**WHAT TO WORK ON**
Find every line in the records below that contains the string "dark", treating uppercase and lowercase as different, and copy each of those lines.

**RECORDS SUPPLIED**
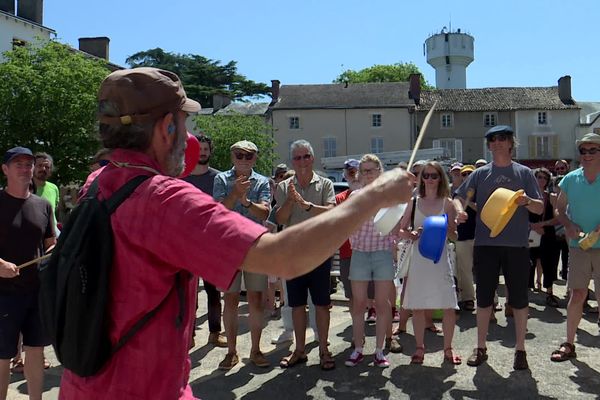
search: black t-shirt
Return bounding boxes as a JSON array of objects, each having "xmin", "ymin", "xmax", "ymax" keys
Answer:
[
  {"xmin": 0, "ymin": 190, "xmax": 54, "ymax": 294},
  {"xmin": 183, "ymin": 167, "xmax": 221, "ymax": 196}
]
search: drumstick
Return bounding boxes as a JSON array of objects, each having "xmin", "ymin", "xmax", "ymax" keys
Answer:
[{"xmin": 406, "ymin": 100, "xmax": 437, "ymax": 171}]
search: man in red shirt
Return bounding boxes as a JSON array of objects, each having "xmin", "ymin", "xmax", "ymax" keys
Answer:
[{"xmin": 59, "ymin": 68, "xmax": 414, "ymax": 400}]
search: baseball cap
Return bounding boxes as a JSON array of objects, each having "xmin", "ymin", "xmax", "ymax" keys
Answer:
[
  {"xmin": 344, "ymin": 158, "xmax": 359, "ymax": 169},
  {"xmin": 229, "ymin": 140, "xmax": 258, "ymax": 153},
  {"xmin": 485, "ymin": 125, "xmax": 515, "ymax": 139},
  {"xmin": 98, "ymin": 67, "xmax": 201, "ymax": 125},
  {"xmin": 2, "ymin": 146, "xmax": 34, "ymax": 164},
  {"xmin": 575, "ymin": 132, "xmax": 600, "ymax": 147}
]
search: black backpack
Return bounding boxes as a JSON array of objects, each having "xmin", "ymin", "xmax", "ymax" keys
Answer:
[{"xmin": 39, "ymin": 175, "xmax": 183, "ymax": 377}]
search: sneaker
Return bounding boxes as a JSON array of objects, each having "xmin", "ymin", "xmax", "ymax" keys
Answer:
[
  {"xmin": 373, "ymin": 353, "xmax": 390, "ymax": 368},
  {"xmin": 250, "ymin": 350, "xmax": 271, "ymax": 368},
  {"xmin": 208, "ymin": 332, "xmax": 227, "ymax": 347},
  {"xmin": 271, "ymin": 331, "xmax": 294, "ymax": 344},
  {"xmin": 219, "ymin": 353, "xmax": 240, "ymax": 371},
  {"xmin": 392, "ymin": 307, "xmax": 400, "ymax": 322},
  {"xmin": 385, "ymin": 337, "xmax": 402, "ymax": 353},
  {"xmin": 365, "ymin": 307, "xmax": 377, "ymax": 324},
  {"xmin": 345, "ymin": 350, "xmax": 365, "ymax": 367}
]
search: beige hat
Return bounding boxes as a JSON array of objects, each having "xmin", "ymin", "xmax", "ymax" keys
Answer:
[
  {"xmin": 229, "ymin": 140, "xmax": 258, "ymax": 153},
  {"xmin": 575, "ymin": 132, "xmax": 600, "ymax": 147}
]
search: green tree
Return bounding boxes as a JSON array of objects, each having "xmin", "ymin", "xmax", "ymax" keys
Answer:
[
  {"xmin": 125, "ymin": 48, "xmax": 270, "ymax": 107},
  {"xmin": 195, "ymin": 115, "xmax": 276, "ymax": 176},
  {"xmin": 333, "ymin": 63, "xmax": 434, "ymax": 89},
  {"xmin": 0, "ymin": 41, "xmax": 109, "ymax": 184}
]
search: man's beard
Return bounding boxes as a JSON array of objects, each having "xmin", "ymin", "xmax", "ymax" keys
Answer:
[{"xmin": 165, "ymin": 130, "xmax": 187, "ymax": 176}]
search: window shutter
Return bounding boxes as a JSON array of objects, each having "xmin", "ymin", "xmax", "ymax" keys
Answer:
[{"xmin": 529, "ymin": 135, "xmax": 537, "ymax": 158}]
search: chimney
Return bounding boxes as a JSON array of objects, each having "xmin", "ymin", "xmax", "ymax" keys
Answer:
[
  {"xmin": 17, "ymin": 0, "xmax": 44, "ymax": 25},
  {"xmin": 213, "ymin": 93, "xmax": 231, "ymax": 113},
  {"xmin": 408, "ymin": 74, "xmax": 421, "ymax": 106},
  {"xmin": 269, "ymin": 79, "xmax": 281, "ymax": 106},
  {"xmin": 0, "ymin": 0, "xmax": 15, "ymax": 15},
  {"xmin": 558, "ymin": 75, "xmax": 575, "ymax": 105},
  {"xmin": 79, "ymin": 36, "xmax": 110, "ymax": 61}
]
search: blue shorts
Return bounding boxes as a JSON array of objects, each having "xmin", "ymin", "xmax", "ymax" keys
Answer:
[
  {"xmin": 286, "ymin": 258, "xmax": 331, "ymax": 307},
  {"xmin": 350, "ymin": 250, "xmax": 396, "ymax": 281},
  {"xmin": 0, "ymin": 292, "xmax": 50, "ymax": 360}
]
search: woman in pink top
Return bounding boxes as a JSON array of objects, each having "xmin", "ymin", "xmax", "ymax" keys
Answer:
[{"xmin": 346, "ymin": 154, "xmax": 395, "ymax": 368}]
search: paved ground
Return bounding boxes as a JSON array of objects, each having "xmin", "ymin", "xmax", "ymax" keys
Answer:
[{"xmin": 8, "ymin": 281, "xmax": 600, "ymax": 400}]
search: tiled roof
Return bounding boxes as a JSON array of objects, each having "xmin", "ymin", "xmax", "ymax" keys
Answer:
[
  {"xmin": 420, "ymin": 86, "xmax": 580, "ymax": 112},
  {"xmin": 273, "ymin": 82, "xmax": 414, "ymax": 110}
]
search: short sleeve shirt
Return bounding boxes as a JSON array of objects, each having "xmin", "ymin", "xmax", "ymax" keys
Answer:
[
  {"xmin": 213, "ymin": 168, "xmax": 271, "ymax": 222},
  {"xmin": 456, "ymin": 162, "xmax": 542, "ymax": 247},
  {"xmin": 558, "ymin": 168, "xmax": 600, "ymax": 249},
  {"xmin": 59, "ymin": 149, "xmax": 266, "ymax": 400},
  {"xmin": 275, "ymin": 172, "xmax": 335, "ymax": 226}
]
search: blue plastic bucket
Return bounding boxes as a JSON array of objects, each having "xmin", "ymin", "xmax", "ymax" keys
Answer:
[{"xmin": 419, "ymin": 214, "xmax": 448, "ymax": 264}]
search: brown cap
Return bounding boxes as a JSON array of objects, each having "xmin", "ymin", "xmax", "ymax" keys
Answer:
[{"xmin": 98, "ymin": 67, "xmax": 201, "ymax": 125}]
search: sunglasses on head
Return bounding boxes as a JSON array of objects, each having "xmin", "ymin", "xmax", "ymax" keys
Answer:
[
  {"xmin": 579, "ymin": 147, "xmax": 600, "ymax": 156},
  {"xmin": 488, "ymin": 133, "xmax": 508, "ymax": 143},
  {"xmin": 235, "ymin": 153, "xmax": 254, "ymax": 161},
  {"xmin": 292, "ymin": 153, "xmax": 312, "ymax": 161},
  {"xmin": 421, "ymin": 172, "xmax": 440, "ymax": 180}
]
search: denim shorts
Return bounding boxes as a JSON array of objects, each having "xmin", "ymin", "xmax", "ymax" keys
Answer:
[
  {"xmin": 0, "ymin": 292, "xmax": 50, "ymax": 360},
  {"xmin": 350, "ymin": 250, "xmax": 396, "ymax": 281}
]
---
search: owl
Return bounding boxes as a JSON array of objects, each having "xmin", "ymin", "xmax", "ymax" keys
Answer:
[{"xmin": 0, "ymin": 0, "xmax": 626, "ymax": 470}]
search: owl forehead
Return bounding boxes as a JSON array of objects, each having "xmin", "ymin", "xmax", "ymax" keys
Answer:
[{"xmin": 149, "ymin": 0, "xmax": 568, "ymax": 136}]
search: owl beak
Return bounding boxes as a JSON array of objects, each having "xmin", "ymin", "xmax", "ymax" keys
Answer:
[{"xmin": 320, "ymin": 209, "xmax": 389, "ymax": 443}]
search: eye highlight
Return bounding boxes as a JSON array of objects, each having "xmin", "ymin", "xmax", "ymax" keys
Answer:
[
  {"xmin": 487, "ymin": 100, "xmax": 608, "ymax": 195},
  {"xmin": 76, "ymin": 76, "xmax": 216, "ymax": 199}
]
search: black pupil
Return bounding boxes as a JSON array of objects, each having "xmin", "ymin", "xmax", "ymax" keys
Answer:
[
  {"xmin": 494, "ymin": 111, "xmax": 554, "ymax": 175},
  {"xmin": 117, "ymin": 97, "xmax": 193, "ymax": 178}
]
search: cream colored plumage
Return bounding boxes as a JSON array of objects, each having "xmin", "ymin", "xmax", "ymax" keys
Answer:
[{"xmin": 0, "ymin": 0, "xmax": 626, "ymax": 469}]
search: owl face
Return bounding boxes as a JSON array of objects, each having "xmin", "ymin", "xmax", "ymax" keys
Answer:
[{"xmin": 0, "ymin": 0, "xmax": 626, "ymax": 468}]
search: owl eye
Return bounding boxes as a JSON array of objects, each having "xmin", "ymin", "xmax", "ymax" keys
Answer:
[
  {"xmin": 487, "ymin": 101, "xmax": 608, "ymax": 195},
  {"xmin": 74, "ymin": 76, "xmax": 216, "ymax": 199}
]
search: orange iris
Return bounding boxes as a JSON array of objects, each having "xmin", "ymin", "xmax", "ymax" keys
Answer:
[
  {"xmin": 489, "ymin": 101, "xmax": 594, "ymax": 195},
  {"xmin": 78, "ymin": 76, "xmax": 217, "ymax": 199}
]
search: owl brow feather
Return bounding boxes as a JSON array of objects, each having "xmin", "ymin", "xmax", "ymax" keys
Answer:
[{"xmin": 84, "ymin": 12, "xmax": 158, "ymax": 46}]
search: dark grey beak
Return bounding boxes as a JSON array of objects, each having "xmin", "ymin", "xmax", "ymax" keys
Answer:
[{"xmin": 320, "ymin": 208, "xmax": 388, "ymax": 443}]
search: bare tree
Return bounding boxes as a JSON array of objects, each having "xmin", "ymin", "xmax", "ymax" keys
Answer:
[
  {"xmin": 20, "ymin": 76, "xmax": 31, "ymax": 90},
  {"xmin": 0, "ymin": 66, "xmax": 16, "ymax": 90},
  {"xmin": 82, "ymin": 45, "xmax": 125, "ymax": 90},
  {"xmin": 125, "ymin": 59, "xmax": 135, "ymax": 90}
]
* * *
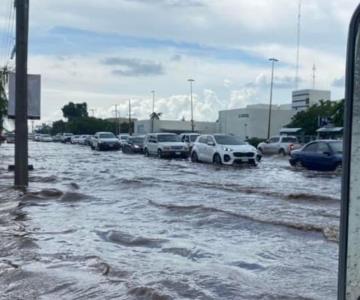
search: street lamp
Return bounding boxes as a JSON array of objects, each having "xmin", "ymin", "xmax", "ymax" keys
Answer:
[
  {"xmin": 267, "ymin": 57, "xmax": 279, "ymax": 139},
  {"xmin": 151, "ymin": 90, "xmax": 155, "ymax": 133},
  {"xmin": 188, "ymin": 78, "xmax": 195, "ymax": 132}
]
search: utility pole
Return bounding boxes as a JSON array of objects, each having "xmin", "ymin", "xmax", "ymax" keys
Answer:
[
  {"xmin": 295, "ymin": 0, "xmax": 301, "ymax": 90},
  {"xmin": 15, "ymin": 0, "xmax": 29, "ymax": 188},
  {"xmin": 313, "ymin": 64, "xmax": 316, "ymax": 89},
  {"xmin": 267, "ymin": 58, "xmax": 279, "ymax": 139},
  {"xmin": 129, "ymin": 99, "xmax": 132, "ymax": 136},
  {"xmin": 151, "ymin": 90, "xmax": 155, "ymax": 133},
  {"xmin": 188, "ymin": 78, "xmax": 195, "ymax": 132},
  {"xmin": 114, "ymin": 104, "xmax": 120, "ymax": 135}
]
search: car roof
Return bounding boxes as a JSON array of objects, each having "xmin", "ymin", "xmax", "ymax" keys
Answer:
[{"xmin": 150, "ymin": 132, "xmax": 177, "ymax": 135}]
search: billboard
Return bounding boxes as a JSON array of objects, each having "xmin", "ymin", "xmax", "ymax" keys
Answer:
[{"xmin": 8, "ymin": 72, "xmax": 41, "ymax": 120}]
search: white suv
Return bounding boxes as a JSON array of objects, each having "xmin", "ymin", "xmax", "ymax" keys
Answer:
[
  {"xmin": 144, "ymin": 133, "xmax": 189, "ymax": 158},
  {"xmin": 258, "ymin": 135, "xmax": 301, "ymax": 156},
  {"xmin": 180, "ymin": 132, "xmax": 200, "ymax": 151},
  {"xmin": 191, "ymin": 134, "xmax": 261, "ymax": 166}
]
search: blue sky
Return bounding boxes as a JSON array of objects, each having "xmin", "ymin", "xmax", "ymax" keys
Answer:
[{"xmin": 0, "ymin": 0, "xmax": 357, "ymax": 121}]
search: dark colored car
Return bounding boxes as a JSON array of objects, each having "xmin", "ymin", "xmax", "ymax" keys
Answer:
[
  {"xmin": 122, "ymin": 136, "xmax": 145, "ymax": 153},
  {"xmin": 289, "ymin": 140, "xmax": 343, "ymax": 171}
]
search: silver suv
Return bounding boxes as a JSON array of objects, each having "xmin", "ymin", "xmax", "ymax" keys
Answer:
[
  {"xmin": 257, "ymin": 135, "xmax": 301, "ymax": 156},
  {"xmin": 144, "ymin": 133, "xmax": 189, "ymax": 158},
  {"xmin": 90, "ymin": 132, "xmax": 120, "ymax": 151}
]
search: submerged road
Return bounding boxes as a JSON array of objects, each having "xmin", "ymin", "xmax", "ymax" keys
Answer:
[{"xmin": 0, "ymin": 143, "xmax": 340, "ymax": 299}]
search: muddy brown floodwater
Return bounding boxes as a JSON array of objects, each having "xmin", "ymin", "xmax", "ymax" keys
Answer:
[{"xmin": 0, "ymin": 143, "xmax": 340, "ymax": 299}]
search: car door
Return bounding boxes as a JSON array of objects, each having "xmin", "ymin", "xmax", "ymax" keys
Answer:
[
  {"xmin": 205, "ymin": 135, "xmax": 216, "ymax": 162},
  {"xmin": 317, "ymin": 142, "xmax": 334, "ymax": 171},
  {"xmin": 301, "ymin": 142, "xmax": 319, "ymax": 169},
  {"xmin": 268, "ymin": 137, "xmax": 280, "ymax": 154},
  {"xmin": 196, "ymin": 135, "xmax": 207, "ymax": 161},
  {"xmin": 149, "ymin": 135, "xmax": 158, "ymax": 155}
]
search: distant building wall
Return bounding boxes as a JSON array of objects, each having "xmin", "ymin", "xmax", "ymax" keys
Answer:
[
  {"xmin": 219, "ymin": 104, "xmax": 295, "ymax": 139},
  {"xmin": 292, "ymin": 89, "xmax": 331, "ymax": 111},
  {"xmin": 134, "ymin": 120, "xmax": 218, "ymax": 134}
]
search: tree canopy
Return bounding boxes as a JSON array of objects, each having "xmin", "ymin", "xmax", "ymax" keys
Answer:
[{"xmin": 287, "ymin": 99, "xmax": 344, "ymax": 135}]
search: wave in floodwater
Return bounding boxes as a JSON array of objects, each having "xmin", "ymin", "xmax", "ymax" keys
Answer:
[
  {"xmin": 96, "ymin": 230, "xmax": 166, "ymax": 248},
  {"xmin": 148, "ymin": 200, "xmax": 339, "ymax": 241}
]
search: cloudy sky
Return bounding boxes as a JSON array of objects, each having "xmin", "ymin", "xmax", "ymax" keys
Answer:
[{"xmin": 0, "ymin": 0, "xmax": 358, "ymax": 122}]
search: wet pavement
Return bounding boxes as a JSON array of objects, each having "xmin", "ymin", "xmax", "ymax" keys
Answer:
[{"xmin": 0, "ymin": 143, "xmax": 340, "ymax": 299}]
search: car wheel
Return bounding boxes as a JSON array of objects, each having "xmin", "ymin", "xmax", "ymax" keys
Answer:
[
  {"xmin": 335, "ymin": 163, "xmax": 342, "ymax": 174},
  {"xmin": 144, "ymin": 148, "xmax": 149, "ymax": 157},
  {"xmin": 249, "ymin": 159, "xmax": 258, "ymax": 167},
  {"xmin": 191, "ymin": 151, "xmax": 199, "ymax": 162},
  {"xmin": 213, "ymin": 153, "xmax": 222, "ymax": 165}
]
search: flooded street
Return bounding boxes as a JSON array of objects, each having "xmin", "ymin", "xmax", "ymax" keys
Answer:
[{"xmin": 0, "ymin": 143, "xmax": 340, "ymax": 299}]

**TASK ANSWER**
search: dark grey beak
search: dark colored car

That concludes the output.